> [Action item A] Do these statements agree with the piece on public toilet design below? (i) Mixed sex toilets are almost always fully enclosed. (ii) The new designs specify gaps for the single sex toilets. (iii) One person has a stroke every 5 minutes. Answer yes or no for each and quote the deciding words.
> [Action item B] Duplicate the stretch of the piece on public toilet design from "Mixed sex toilets mean" through "be used instead.".
---- Excerpt
Toilet rights are like pie. Should it be a right to privacy or a right to safety?
Mixed sex toilets mean men, women and children with health conditions, some who are classified as disabled, are more likely to suffer long term injury or death.
This is because mixed sex toilets are almost always fully enclosed. In fact the new government designs for public toilets have removed all the gaps for ‘privacy and dignity’ from the universal design. The single sex toilets ‘can’ have gaps but they are not specified (in fact the single sex ambulant one has a full height door drawing) and the government says the universal designs can be used instead.
So if you are one of the unlucky ones who feels ill at work or shopping and heads one of the new enclosed designs and collapse, no one will know. They even have acoustic properties so sounds carry less. There’s 400,000 people with undiagnosed cardiac problems, 1% of the country with epilepsy (80 new diagnoses a day), one person has a stroke every 5 minutes, same with heart attacks. Then there’s diabetes, asthma, drug spiking etc.
So in the case of toilets you go for privacy or safety. If toilets are mixed sex, privacy apparently overrides safety. And if they are single sex it seems privacy will be overriding safety too.
That’s before you get into the fact that privacy in public places is dangerous for assaults, particularly for girls and women. The design solution to the toilet being enclosed and the occupant not being able to be seen or so easily heard, is for a emergency release mechanism so the door is able to be opened outwards from the outside easily. But the occupant won’t having warning because she can’t see who’s in front of the cubicle door.
Because the public toilet design focus was on mixed sex design and therefore privacy, all people are now in more danger at the most vulnerable time in their lives, but particularly girls and women.
--------
---- Given data
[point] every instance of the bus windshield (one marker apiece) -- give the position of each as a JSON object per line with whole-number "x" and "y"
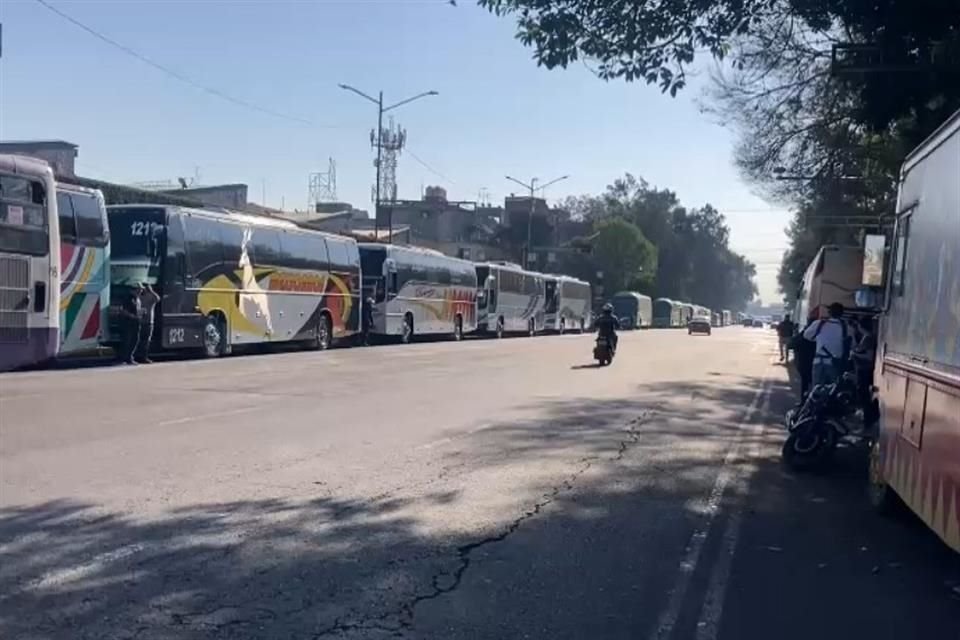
{"x": 23, "y": 216}
{"x": 136, "y": 245}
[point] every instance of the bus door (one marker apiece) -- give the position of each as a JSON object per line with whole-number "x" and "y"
{"x": 84, "y": 283}
{"x": 552, "y": 304}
--------
> [Response area A]
(i) Yes: "mixed sex toilets are almost always fully enclosed"
(ii) No: "The single sex toilets ‘can’ have gaps but they are not specified"
(iii) Yes: "one person has a stroke every 5 minutes"

> [Response area B]
Mixed sex toilets mean men, women and children with health conditions, some who are classified as disabled, are more likely to suffer long term injury or death.
This is because mixed sex toilets are almost always fully enclosed. In fact the new government designs for public toilets have removed all the gaps for ‘privacy and dignity’ from the universal design. The single sex toilets ‘can’ have gaps but they are not specified (in fact the single sex ambulant one has a full height door drawing) and the government says the universal designs can be used instead.